#### [TASK PROMPT]
Find every line in the material below that contains the word "each" and copy those lines. Case counts.

---

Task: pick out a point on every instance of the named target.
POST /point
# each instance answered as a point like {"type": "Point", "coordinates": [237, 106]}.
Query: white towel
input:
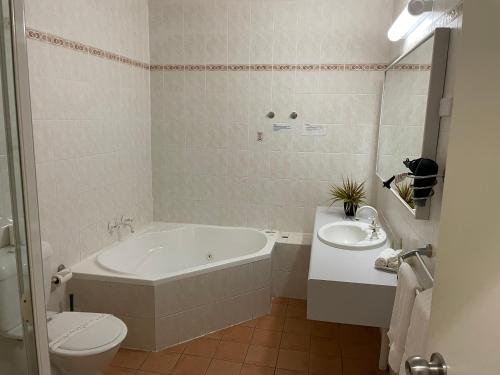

---

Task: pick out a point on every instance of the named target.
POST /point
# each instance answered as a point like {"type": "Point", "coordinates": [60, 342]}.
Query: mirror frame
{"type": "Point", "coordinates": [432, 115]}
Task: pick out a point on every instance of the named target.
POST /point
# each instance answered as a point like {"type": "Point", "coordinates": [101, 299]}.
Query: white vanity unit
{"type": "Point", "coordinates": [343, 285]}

---

#### [RESPONSE BELOW]
# each instance answered as a point like {"type": "Point", "coordinates": [237, 106]}.
# each instance answered as a point like {"type": "Point", "coordinates": [60, 342]}.
# each instance answered as a point like {"type": "Point", "coordinates": [101, 299]}.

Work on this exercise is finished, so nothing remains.